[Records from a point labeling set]
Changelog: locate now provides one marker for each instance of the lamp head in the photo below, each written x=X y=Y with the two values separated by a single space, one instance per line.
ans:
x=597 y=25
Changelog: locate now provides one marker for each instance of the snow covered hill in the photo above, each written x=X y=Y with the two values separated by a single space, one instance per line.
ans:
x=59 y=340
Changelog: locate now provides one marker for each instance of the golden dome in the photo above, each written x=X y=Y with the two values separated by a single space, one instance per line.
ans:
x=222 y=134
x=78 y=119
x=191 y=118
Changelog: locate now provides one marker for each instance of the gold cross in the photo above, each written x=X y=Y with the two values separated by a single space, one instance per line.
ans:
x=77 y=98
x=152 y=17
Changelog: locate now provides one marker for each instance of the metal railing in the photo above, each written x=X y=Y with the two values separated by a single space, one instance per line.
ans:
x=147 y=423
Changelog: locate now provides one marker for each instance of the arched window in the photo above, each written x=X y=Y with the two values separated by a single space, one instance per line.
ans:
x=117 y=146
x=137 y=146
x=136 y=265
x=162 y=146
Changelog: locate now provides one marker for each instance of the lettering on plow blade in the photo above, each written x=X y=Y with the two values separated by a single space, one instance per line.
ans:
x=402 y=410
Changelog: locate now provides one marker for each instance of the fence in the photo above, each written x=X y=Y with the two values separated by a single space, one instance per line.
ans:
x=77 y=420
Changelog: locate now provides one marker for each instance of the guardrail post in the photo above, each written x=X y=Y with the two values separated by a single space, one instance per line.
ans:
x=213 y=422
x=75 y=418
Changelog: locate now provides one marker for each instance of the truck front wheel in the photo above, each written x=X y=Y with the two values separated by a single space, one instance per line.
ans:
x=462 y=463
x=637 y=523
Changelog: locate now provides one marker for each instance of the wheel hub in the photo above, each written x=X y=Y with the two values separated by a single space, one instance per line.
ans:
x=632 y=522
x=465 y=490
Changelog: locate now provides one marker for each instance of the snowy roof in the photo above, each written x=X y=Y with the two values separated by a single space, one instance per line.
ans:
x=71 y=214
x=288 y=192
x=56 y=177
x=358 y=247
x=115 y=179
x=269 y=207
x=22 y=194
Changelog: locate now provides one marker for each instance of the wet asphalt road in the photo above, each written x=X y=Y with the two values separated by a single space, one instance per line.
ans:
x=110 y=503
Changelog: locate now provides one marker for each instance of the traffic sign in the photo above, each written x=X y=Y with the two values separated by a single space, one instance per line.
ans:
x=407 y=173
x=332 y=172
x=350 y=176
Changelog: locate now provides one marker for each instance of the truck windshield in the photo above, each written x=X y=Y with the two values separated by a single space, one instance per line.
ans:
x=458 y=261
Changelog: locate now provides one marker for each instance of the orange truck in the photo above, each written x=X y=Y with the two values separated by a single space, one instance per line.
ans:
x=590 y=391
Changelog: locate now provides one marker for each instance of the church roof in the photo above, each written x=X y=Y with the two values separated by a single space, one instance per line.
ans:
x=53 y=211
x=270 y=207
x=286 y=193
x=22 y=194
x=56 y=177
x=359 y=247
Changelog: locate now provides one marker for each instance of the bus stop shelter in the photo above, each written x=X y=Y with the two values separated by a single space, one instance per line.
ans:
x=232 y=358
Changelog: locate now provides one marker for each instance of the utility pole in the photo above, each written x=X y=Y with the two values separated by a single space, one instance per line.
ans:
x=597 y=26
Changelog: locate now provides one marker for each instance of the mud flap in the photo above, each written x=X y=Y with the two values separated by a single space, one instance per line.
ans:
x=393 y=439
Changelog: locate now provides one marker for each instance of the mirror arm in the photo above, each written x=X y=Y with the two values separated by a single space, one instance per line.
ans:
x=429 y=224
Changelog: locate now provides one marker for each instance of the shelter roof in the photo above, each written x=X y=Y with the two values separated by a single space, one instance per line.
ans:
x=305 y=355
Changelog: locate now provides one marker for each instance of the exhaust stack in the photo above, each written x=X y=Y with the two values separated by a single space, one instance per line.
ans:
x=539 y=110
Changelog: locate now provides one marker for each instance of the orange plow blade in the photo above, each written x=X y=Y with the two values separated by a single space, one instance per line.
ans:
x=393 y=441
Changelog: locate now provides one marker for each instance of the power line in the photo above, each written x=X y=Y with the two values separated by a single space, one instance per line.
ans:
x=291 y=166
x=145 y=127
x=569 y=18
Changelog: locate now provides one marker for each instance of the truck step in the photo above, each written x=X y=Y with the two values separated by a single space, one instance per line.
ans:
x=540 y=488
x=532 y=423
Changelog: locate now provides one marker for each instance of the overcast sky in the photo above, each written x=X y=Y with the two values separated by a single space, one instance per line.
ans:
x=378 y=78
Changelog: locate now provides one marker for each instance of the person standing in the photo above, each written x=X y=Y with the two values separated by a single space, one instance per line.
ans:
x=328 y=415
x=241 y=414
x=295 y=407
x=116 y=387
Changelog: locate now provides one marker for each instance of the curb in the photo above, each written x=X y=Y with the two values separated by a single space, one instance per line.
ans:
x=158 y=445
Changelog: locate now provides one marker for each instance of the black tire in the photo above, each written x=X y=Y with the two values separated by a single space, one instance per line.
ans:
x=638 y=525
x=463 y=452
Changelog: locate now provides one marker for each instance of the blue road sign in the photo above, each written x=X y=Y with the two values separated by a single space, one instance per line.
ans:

■ EXERCISE ■
Rewrite all the rows above, putting "single tab" wherever "single space" appears and leaving everything else unchanged.

■ REPLY TO THE TASK ■
Changelog: locate now provides one marker for each instance of the lamp head in the photo below, each written x=X y=Y with the two values separated by a single tab, one instance per line.
ans:
x=597 y=25
Changelog: locate now provides one marker for each instance of the snow covered hill in the photo above, each written x=X y=Y with the two values separated by a single tab, one instance per line.
ans:
x=59 y=340
Changelog: locate now provides one marker for each instance of the golden dome in the photo above, each written x=X y=Y with the two values separated by a single tab, one instance per line.
ans:
x=222 y=134
x=78 y=119
x=191 y=118
Changelog: locate now provides one marker for each instance of the gold cross in the photo above, each written x=X y=Y with the two values separated by a single tab, one instance per line.
ans:
x=77 y=98
x=152 y=17
Changelog: locate now provides one marker for each instance of the metal railing in the photo above, each written x=X y=Y with the two values separated by a single tab, one instance per line.
ans:
x=147 y=423
Changelog: locate now provides one marker for each instance of the arched window in the photo above, each written x=X y=Y with the two values separated by a single tab, one instance per line.
ans:
x=117 y=146
x=137 y=146
x=136 y=265
x=162 y=146
Changelog: locate now provides one marker for each instance of the lettering on plow blade in the photo above, each written x=X y=Y with the two values separated by a single tab, one instance per line.
ans:
x=402 y=410
Changelog: locate now provides one marker for each instance of the fence in the photo above, each written x=X y=Y with the two values separated by a single tab, one instance per line.
ans:
x=77 y=420
Changelog: locate now provides one marker for each instance of the guardrail post in the photo above, each written x=X y=Y with the two values separated by a single tab, one instance per line.
ans:
x=213 y=422
x=75 y=418
Changelog: locate now provides one marker for each instance of the truck front wheel in the photo above, each written x=X y=Y with the two values separated by a single tab, one instance per line.
ans:
x=462 y=463
x=637 y=523
Changelog: locate now provides one marker for each instance of the wheel hub in the photo above, each written x=X y=Y with the two values separated by a single tab, one instance per line.
ans:
x=632 y=522
x=465 y=490
Changelog: locate now provides one marker for each instance of the snowy roof in the photo above, each written x=X y=Y with the two values separated by a single tab, one instance per line.
ans:
x=71 y=214
x=288 y=192
x=56 y=177
x=358 y=247
x=115 y=179
x=269 y=207
x=22 y=194
Changelog: locate now provides one marker for each instance of the wet asphalt road in the photo above, each written x=X y=Y with the two values separated by a single tab, one instance per line.
ans:
x=110 y=503
Changelog: locate now provides one marker for each instance of the traffic sign in the photo above, each written x=X y=Y with the two values separated by a single tab, one instance per line.
ans:
x=407 y=173
x=332 y=172
x=350 y=176
Changelog: locate now provides one marker for each instance of the truck windshield in the photo above, each written x=X y=Y with the two values separated by a single tab, one instance per line.
ans:
x=458 y=261
Changelog: locate now provides one marker for each instance of the orange truck in the photo above, each written x=X y=Y with the two values separated by a single tab, one instance per line.
ans:
x=590 y=391
Changelog: locate now provides one marker for each instance of the church roof in the photo above, each written x=X y=Y with the two values separated by a single tab, one instance per line.
ans:
x=53 y=211
x=270 y=207
x=286 y=193
x=22 y=194
x=56 y=177
x=359 y=247
Changelog: locate now provides one marker for each instance of the bus stop shelter in the photo above, each written x=X y=Y with the two values separated by a single tab, one instance per line.
ans:
x=232 y=358
Changelog: locate now provides one marker for each instance of the utility pole in the photo above, each written x=X y=Y with the two values separated by a single tab, one instance per line.
ans:
x=597 y=26
Changelog: locate now provides one marker for each instance of the mud flap in the photo above, each written x=X y=Y with the two values separated by a single tab, one instance per line.
ans:
x=393 y=439
Changelog: locate now provides one marker for each instance of the mirror arm in the photo above, each written x=X y=Y with the two values separated by a single tab, one instance per line.
ans:
x=429 y=224
Changelog: locate now provides one marker for each instance of the shelter roof in the photo above, each written x=X y=Y with the two values separated by a single tab, one instance per line.
ans:
x=305 y=355
Changelog: locate now provides one marker for each instance of the exhaust stack in the photo above, each written x=X y=Y with the two values separated by a single tab, one instance per line.
ans:
x=539 y=110
Changelog: locate now provides one marker for each instance of the orange plow blade in the photo above, each written x=X y=Y with the two values separated by a single tab, one instance per line.
ans:
x=393 y=441
Changelog: locate now provides one marker for each instance of the power line in the photo above, each written x=X y=Y with the two values separated by a single tab, one instance per line.
ans:
x=291 y=166
x=145 y=127
x=569 y=18
Changelog: locate now provides one marker for each instance of the truck step in the photo above, each written x=X y=Y with the two values separated by a single tab, one instance per line.
ans:
x=540 y=488
x=532 y=423
Changelog: locate now provides one marker for each instance of the overcast sky in the photo above, each written x=X y=Y with the two values separated by a single tab, one instance per line.
ans:
x=378 y=78
Changelog: locate now provides one marker for each instance of the person standing in the photo above, each written x=X y=Y with the two values separated by a single tab, one instance per line.
ans:
x=328 y=415
x=241 y=414
x=295 y=407
x=116 y=387
Changelog: locate now provides one marker for each instance of the curb in the photo above, each written x=X y=Y with the two values separated by a single tab, one instance per line.
ans:
x=158 y=445
Changelog: locate now provides one marker for each instance of the black tire in the photo above, each written x=X y=Y with the two values separated by a single tab, one instance per line.
ans:
x=638 y=525
x=463 y=452
Changelog: locate now provides one marker for each instance of the blue road sign in the photo above, each written x=X y=Y with the two values separated by a single tab, one instance per line.
ans:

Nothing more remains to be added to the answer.